(Records from a data collection)
____________________

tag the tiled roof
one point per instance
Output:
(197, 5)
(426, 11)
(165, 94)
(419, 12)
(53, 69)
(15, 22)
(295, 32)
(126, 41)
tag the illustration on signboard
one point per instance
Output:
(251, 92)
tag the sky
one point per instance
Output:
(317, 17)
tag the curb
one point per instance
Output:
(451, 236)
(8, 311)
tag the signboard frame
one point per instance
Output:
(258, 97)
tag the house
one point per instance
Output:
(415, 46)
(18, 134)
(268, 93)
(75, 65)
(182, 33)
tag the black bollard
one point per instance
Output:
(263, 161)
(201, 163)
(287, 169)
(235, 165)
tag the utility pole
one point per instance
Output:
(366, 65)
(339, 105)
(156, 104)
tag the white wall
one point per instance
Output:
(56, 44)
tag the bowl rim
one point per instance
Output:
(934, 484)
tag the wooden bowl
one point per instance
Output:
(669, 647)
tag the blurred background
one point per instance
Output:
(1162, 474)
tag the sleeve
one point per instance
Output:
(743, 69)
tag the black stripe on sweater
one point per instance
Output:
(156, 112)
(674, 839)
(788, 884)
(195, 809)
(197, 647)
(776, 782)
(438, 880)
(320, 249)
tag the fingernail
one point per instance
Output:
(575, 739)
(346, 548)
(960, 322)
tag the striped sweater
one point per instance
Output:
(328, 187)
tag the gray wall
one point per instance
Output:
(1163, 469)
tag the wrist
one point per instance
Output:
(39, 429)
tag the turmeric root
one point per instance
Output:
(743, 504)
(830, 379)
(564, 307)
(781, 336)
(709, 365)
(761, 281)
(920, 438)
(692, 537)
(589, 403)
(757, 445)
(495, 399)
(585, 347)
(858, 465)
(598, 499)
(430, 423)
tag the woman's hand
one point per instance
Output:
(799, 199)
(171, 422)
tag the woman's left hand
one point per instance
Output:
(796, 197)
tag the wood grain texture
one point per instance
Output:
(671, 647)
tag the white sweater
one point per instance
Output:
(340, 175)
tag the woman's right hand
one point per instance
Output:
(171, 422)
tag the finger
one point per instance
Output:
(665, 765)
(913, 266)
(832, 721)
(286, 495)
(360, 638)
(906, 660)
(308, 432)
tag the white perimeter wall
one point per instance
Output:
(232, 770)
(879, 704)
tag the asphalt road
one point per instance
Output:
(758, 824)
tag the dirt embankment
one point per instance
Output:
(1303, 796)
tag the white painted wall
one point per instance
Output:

____________________

Task objective ▸ Count how many lines in the data above hold "woman", and give that number by itself.

Response box ▸ 3